_RECORDS PROVIDED_:
==*==

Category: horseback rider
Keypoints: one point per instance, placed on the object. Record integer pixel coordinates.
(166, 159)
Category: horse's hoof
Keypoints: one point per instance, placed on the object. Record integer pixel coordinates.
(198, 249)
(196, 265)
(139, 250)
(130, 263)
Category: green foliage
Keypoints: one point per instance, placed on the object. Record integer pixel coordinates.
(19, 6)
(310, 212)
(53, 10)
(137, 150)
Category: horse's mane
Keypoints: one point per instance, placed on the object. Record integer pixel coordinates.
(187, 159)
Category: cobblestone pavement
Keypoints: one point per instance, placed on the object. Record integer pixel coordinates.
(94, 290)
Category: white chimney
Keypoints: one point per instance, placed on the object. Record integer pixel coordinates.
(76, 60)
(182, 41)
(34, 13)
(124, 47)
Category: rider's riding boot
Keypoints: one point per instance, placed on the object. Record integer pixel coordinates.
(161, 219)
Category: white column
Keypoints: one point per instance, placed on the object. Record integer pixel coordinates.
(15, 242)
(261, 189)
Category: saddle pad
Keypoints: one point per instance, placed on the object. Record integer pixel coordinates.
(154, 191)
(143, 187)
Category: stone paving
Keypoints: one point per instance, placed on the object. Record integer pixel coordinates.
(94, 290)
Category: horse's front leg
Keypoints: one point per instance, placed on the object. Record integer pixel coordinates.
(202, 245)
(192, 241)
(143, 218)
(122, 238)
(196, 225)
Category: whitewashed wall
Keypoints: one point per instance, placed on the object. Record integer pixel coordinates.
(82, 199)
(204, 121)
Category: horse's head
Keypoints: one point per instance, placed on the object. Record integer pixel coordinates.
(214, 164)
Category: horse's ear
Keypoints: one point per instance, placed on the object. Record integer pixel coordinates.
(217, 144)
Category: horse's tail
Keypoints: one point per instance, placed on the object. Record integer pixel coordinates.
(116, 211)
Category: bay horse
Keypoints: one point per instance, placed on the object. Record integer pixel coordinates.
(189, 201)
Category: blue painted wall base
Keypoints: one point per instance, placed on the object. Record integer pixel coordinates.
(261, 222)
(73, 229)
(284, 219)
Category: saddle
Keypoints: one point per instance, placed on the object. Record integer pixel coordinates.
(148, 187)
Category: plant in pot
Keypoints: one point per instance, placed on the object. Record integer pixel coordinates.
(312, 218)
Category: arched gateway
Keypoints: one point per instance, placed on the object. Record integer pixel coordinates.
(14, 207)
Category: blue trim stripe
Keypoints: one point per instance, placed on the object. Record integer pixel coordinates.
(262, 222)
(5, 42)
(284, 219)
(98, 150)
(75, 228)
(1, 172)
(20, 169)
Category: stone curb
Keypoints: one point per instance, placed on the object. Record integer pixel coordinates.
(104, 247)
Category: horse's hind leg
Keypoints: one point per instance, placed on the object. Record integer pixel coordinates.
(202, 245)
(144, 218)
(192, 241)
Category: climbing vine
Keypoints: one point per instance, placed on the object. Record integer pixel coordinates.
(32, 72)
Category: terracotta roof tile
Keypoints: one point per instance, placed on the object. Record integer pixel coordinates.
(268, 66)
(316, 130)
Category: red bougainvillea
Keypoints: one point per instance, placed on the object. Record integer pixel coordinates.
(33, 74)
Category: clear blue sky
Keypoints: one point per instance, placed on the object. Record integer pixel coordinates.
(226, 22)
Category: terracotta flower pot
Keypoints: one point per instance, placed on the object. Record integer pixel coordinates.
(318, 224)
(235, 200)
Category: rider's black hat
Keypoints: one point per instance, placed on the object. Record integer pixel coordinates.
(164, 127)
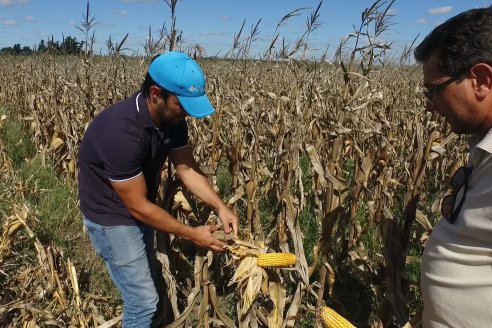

==*==

_TASK INSTRUCTIONS_:
Pull out every line from the entries above that contains the word "terracotta".

_TASK ANSWER_:
Category: terracotta roof tile
Category: terracotta flower pot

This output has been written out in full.